Given problem ▸ Please print exactly the lines running from the one that contains "white wall, the" to the end of the data, with both lines included.

Entries taken from a collection ▸
[Begin]

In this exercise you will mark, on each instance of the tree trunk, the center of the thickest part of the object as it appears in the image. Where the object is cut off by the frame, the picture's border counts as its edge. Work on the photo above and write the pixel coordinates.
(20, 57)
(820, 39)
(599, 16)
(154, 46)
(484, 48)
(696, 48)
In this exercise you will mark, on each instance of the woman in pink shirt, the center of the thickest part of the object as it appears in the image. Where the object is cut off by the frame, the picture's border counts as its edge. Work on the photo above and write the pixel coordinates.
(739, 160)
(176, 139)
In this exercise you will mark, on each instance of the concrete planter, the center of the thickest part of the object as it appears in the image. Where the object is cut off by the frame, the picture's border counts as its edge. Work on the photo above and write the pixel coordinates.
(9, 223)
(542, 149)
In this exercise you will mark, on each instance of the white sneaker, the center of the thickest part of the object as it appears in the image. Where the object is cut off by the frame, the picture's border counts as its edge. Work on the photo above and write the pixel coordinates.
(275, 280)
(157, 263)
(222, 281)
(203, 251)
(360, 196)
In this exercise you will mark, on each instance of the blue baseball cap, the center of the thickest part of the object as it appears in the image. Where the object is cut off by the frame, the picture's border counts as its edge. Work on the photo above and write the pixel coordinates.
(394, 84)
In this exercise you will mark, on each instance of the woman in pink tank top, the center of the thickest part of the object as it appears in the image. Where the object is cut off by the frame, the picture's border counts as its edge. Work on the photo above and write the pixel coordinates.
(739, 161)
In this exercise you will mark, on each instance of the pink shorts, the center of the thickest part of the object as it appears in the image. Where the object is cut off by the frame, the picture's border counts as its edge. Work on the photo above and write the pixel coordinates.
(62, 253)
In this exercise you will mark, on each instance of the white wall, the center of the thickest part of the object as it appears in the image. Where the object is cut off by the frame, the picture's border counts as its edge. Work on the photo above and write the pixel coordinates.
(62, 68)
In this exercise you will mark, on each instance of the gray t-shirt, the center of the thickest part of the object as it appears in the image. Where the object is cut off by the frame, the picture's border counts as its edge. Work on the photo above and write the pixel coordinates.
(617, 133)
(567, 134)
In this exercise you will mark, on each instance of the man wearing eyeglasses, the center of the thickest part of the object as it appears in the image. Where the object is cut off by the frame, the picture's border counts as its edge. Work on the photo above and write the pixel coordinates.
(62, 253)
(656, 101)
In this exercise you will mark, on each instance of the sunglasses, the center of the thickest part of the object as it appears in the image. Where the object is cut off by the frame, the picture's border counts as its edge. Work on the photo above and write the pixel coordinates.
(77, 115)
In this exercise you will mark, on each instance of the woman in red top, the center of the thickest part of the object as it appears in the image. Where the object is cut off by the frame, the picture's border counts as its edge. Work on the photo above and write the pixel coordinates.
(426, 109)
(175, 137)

[End]

Written answer ▸
In this exercise you will mark, on each instance of the white wall, the center of the thickest part of the object as it appears in the image. Where the object is cut off by the frame, the picture's border counts as its edge. Work on the photo above and write the pixel coordinates.
(62, 68)
In this exercise you will mark, on each instance of the gray t-shirt, the center of the thickest part of the object as it appears in the image. Where the object is cut off by the frame, the picture's border counts as its edge. Work on the photo above and write the pixel coordinates.
(617, 133)
(567, 134)
In this exercise you will mark, on each instance of the man wearing eyeglasses, the center of the thickest part of the object as it appears in the image. Where the object is cut off by the frame, the picture's border counts as its edge. Work on the photo above and write the pixel coordinates.
(62, 253)
(656, 101)
In this exercise you will mark, on each instance of the sunglasses, the center of the thickest part of the object as it appears in the image. Where the object is cut off by the frame, the picture's border counts as its edge. Work on the photo above and write the pixel coordinates.
(77, 115)
In this exercise you will mark, on each instance of the woman in red top, the center of the thickest part of the object as it appears in the image. Where the object is cut off by the frame, the picture's border counts as its edge. Work on the photo above and write the pixel coordinates.
(426, 109)
(175, 137)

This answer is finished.